╭─ Data supplied

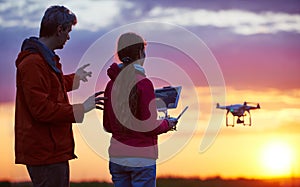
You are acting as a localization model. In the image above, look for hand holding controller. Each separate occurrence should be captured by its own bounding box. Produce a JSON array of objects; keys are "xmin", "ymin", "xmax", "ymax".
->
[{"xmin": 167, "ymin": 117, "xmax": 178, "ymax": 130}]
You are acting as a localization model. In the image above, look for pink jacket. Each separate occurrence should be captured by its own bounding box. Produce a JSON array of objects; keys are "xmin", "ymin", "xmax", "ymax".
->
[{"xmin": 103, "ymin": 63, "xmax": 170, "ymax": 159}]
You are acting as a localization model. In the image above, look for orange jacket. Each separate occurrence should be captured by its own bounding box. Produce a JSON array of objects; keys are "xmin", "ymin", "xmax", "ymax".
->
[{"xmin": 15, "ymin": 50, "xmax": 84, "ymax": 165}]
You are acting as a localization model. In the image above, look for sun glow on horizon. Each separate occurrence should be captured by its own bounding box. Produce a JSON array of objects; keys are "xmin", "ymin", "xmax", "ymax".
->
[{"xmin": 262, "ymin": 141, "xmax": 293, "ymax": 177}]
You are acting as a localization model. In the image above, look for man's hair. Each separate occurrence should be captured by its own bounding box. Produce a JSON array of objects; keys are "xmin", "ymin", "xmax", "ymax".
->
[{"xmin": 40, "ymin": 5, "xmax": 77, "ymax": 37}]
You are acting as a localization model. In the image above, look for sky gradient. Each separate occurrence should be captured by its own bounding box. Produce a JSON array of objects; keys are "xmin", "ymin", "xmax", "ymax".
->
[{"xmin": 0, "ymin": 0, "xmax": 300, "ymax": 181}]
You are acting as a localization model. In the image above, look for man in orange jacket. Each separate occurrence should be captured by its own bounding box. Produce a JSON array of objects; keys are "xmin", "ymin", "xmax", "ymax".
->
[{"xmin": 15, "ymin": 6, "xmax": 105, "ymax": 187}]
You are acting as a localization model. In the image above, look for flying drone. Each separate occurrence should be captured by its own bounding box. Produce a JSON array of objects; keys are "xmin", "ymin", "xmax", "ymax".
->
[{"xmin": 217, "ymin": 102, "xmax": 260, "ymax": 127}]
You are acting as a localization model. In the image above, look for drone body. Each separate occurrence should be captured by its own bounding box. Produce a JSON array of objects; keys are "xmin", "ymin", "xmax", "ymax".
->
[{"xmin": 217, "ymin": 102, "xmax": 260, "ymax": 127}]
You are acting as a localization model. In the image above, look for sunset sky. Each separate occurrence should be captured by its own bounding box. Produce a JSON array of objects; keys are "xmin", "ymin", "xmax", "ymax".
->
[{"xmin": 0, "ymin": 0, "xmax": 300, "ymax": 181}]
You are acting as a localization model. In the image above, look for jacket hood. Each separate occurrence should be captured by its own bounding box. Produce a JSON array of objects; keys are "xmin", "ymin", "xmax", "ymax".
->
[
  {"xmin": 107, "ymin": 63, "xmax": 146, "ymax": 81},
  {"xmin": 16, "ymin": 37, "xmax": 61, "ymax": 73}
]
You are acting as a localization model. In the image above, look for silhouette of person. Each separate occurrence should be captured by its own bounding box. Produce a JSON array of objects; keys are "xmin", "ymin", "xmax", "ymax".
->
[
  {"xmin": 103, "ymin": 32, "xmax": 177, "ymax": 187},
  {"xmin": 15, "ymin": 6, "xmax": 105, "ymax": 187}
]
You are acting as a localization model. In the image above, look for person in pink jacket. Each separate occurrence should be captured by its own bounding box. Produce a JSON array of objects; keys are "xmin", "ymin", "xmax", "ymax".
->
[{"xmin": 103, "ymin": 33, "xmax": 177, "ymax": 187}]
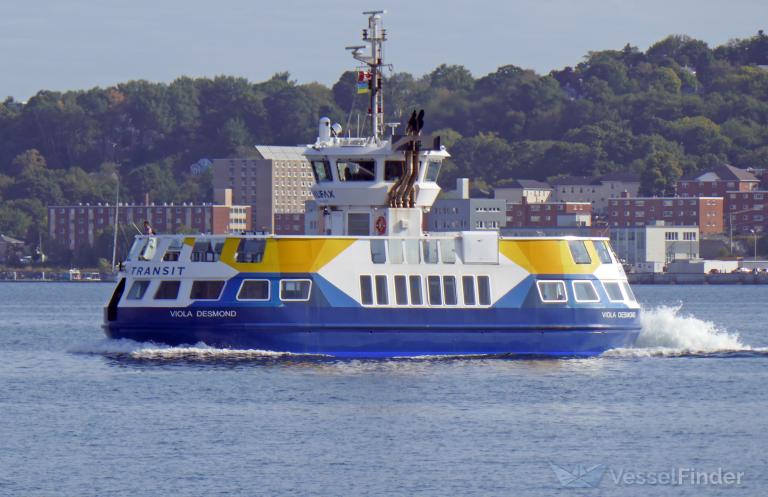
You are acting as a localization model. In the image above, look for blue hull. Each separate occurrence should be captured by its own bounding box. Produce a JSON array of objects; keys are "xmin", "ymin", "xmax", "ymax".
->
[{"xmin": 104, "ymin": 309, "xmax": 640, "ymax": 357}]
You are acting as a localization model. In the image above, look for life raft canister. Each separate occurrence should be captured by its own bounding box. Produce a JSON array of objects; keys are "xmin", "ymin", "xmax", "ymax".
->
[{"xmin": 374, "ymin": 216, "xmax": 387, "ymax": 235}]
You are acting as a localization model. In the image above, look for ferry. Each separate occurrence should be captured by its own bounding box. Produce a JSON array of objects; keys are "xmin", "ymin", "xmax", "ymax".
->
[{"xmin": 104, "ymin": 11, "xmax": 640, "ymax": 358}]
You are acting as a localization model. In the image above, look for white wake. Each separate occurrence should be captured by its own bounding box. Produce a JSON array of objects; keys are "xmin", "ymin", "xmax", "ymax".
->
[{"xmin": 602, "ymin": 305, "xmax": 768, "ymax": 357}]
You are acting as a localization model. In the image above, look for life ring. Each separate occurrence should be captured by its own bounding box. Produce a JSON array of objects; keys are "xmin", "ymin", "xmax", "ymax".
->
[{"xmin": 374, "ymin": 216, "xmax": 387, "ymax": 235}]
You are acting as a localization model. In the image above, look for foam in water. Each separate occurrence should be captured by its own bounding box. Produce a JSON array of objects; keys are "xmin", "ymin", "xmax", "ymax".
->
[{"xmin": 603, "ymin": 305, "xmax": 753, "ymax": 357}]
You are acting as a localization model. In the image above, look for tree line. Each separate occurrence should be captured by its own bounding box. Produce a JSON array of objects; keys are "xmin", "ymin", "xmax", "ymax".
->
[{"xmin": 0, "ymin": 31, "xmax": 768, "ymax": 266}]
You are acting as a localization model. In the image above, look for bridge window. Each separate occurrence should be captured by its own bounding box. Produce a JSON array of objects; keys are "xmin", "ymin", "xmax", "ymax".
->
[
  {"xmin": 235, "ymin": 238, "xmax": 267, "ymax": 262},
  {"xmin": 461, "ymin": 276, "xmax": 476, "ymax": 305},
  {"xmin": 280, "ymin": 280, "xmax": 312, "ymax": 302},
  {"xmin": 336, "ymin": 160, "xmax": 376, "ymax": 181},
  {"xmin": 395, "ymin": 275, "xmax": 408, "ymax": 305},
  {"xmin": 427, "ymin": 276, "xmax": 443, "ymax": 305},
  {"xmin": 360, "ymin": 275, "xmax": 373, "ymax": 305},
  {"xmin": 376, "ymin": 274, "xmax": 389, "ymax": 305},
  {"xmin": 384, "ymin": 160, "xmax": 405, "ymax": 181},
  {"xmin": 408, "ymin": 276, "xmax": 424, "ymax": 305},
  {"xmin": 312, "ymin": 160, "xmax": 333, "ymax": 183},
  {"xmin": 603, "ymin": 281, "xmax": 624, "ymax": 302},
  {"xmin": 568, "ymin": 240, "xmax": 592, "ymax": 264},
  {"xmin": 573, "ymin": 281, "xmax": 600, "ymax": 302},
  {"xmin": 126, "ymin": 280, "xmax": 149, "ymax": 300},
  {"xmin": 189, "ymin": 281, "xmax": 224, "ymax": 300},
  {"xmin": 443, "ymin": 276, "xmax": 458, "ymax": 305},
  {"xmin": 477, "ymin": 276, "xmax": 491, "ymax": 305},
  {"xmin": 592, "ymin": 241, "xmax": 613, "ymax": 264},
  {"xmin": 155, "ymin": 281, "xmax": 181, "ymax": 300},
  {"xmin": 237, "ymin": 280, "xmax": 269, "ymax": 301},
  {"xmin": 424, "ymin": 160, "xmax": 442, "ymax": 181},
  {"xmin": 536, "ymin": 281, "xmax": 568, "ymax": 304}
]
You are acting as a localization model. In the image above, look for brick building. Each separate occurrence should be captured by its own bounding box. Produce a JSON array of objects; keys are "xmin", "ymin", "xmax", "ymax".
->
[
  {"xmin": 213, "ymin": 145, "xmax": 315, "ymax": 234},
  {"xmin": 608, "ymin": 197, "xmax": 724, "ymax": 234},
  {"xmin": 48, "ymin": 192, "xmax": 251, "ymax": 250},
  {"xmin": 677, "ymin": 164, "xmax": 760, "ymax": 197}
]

╰─
╭─ Data supplied

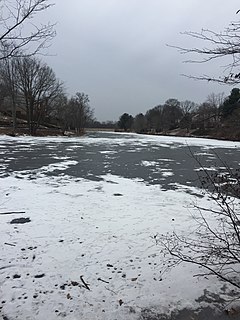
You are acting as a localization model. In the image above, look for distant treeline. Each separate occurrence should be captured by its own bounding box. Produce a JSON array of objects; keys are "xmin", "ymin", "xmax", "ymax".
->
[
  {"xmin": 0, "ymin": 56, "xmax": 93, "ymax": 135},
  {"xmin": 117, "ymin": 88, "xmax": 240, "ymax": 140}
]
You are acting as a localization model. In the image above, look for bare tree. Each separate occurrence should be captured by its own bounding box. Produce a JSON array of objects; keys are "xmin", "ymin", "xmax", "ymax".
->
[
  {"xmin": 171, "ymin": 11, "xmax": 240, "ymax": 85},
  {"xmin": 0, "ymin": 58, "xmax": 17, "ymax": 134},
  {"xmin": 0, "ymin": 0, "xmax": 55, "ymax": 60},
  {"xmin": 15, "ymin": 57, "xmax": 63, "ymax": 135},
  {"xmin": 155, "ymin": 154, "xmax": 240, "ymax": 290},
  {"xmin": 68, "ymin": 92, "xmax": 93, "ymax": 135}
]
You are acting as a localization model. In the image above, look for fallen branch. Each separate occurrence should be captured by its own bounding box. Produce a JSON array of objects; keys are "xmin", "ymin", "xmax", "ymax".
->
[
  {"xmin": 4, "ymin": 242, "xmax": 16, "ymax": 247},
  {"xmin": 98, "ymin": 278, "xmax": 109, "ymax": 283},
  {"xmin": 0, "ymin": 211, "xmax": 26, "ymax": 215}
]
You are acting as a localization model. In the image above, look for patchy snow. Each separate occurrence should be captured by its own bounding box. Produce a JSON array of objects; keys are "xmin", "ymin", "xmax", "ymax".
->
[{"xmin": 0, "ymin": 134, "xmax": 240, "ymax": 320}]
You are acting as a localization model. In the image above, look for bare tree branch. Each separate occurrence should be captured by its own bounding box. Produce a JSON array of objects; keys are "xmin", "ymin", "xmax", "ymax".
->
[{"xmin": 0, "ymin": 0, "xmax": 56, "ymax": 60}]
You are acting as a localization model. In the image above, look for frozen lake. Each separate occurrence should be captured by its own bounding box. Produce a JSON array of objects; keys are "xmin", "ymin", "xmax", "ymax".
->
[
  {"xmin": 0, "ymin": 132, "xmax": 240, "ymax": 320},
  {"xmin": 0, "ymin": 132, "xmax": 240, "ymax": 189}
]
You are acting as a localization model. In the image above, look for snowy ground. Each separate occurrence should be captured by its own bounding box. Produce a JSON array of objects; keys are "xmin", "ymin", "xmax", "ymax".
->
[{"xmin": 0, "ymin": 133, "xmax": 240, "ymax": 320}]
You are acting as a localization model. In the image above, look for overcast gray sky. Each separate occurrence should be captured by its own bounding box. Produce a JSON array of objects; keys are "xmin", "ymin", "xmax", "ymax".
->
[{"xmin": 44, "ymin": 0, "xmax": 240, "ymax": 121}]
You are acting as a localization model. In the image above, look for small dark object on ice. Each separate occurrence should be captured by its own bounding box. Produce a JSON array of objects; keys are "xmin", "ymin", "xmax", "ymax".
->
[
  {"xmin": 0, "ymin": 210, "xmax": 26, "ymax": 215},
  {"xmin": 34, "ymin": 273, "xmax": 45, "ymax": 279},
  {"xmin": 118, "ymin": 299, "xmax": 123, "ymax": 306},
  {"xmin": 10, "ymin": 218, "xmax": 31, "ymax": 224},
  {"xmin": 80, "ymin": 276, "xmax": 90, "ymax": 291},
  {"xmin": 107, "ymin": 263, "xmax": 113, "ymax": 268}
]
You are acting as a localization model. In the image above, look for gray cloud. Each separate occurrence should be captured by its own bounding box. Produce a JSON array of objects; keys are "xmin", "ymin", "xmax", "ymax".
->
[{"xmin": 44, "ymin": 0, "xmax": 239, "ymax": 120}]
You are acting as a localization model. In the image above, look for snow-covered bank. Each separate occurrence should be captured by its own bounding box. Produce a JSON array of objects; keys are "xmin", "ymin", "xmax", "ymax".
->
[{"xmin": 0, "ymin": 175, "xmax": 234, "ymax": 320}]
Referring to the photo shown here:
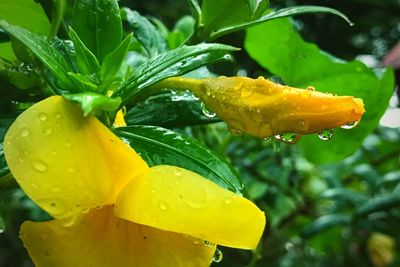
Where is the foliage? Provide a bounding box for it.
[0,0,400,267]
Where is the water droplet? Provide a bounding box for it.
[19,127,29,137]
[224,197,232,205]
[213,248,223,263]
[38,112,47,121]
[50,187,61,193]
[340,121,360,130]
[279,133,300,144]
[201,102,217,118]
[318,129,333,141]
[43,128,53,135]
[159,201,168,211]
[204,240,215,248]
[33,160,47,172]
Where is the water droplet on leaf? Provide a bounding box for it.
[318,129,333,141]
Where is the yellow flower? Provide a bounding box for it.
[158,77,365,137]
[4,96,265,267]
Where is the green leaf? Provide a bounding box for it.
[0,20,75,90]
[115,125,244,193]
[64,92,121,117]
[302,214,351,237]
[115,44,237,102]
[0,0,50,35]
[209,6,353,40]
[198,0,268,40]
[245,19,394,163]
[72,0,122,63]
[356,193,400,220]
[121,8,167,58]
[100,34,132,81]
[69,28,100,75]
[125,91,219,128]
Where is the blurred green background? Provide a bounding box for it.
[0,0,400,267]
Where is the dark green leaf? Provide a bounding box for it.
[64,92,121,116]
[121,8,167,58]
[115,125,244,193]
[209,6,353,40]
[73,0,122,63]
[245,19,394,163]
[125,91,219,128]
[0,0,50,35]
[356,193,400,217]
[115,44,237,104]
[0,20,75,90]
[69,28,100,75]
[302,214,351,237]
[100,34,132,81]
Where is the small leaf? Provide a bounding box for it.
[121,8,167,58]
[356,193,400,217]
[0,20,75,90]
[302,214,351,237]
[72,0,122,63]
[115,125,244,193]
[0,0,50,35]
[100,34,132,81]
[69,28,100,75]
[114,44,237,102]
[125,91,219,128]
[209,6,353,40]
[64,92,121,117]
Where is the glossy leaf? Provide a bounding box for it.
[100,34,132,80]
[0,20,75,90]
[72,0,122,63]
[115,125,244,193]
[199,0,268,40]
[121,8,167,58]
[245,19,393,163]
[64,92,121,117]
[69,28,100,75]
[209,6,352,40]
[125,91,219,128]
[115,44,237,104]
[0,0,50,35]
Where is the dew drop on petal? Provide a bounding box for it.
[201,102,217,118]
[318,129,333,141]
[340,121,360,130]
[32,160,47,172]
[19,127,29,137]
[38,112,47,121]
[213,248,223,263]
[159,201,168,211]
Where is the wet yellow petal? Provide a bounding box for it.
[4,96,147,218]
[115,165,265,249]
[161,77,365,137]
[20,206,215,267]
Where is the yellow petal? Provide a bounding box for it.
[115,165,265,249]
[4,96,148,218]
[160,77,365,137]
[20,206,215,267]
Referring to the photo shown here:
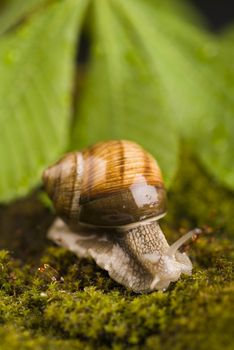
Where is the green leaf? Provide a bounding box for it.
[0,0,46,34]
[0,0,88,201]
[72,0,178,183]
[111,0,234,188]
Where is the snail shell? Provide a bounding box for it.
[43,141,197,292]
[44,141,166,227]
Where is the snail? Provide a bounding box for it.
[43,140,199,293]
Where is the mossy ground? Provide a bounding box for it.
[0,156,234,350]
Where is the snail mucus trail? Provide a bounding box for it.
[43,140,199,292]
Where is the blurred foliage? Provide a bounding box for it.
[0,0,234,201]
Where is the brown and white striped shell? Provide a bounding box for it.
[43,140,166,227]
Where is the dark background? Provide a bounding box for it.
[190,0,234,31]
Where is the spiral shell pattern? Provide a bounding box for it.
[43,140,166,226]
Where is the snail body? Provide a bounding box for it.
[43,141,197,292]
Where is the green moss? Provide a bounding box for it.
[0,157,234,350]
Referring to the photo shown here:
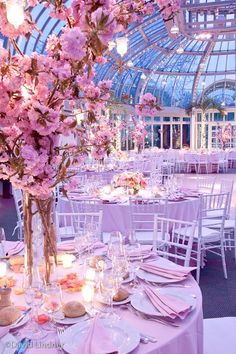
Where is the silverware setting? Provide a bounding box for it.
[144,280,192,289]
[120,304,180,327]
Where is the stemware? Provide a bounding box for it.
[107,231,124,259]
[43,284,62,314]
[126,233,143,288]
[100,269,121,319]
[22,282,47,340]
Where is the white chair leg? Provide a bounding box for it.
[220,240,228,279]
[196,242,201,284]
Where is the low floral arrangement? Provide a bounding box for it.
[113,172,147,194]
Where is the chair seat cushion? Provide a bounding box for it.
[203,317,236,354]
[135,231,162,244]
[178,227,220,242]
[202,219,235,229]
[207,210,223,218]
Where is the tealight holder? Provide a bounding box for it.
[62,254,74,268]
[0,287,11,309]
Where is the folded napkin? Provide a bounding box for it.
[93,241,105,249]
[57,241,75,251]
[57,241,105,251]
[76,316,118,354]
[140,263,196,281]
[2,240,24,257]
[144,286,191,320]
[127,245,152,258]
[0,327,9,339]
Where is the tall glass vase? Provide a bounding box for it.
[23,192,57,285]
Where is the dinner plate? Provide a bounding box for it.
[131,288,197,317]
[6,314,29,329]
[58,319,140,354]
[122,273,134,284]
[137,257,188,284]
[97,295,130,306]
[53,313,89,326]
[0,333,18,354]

╰─

**Aim of the exercise:**
Reproduce the entries between the lines holding "Where is the spiral" and "[23,192,57,285]", inclusive, with their requests, adding 30 to every bounding box coordinate in the answers. Leave the pictures out of your reply.

**Answer to this task:**
Where is the spiral shell pattern? Provide a bounding box for it.
[73,170,196,256]
Where is the snail body? Provide a bounding box for it.
[73,171,227,322]
Where is the green moss? Provide a bounding box for it.
[30,187,264,380]
Referring to the photo shown here:
Where is the silverware setting? Provide a bounding box for it.
[174,310,222,319]
[150,334,210,357]
Where is the stemware? Provide a bounding box for it.
[137,261,154,289]
[73,314,92,344]
[156,263,173,318]
[130,299,151,349]
[52,312,77,370]
Where is the white chair leg? Provide a bounding box for it.
[250,270,258,309]
[226,272,231,314]
Where is the low floral arrangement? Provide a bounding box for it.
[143,202,177,224]
Where is the chair seat cushion? Provide a bounding box for it.
[233,347,266,384]
[165,261,192,274]
[208,257,250,272]
[232,249,265,259]
[237,240,253,248]
Where is the tealight holder? Provide a bounding box for it.
[92,284,104,298]
[30,317,41,339]
Where is the folded napkin? Provide a bounding box for it.
[123,271,135,279]
[87,271,105,281]
[87,271,135,281]
[106,346,148,384]
[170,293,226,311]
[32,270,54,287]
[174,316,221,350]
[157,275,182,288]
[30,357,39,369]
Where is the tall glass vase? Provide a bounding box for it.
[53,222,87,315]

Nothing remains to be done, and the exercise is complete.